What is needed: Extract each line of the material that contains the string "yellow". The match is case-sensitive.

(Records from a point annotation dataset)
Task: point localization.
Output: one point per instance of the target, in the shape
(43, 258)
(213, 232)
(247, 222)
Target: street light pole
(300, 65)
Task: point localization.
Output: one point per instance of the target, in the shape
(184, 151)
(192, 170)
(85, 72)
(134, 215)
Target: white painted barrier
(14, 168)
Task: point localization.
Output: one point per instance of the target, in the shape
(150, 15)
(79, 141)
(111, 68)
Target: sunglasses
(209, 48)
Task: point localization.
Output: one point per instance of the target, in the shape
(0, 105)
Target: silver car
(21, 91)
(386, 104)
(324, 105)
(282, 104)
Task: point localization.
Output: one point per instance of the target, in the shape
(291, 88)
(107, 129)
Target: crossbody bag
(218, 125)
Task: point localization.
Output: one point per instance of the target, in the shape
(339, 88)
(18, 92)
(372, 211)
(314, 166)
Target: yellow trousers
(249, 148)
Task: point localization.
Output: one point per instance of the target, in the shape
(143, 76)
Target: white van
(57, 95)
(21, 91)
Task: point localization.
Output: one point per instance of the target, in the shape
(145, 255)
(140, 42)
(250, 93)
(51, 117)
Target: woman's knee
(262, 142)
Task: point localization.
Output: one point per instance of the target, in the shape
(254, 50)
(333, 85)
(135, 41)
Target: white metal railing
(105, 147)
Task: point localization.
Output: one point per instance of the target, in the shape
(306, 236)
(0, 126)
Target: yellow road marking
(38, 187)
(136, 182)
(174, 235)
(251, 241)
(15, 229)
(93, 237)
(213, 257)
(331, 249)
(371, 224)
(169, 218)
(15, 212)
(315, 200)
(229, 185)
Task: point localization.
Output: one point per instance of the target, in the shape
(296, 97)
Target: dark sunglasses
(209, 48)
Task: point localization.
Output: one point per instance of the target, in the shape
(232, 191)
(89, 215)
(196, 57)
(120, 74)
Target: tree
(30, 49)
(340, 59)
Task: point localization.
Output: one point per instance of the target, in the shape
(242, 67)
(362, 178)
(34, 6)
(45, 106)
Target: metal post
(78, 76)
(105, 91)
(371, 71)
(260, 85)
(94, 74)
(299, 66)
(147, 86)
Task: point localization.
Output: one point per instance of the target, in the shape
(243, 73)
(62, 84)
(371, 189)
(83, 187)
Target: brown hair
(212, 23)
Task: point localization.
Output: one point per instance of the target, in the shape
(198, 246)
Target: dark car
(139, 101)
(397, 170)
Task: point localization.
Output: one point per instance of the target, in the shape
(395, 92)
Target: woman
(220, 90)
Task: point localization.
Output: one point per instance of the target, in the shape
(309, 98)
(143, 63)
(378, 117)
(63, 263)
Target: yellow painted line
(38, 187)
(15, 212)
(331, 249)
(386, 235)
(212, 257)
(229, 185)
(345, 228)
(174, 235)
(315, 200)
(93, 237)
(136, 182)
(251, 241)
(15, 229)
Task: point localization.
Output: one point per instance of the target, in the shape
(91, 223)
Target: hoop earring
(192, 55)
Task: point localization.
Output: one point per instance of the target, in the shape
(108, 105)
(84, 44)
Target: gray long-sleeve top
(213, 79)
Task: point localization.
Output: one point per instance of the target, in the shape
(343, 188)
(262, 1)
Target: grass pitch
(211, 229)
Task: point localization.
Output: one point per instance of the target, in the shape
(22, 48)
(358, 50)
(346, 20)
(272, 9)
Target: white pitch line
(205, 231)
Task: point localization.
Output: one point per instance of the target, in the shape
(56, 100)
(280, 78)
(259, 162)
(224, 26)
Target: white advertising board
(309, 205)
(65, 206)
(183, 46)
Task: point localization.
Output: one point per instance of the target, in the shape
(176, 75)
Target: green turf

The result:
Target: yellow trousers
Target: yellow road marking
Target: yellow painted line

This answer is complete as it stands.